## GIVEN INSTRUCTION
Rewrite only the portion of the listing that starts with the line containing "locate red and" and continues through the end of the listing, both ends included. Keep every locate line as it is, and multiply each bounding-box coordinate by 0.85, rounding to the nearest whole number with halves rounded up.

## DATA
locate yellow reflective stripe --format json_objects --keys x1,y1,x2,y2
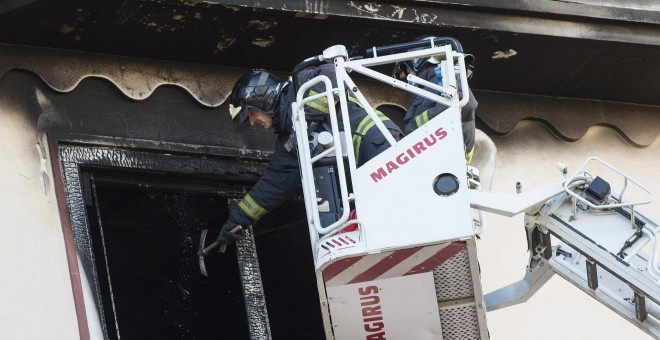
[
  {"x1": 415, "y1": 110, "x2": 429, "y2": 127},
  {"x1": 238, "y1": 194, "x2": 268, "y2": 221},
  {"x1": 305, "y1": 90, "x2": 330, "y2": 113},
  {"x1": 348, "y1": 94, "x2": 364, "y2": 109},
  {"x1": 353, "y1": 135, "x2": 362, "y2": 165},
  {"x1": 465, "y1": 146, "x2": 474, "y2": 164}
]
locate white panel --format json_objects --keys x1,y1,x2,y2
[
  {"x1": 353, "y1": 108, "x2": 473, "y2": 249},
  {"x1": 327, "y1": 272, "x2": 442, "y2": 340}
]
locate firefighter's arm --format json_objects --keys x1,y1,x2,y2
[{"x1": 229, "y1": 136, "x2": 300, "y2": 225}]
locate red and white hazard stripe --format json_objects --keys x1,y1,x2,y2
[{"x1": 323, "y1": 242, "x2": 465, "y2": 287}]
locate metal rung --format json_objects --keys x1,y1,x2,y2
[{"x1": 634, "y1": 292, "x2": 648, "y2": 322}]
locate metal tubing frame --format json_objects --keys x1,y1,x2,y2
[
  {"x1": 292, "y1": 45, "x2": 469, "y2": 239},
  {"x1": 293, "y1": 75, "x2": 354, "y2": 238}
]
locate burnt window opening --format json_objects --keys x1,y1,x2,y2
[{"x1": 61, "y1": 146, "x2": 324, "y2": 339}]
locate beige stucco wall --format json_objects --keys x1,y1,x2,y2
[
  {"x1": 0, "y1": 104, "x2": 79, "y2": 339},
  {"x1": 477, "y1": 121, "x2": 660, "y2": 340}
]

## CORRECT RESULT
locate red and white hazard stripe --format json_objects --keys x1,y1,x2,y2
[{"x1": 275, "y1": 206, "x2": 395, "y2": 244}]
locate metal rung --format json_objects --keys x1,y1,x2,y2
[{"x1": 539, "y1": 248, "x2": 551, "y2": 274}]
locate metal tubing frame --format json_objects --keys x1,y1,x2,y2
[
  {"x1": 248, "y1": 38, "x2": 399, "y2": 203},
  {"x1": 249, "y1": 64, "x2": 301, "y2": 202}
]
locate burnt window opening --format json_objects --keys x1,y1,x2,y2
[{"x1": 52, "y1": 124, "x2": 275, "y2": 288}]
locate beige stucco wall --format json_objects --keys x1,y1,x2,y2
[
  {"x1": 0, "y1": 88, "x2": 67, "y2": 288},
  {"x1": 405, "y1": 103, "x2": 561, "y2": 289}
]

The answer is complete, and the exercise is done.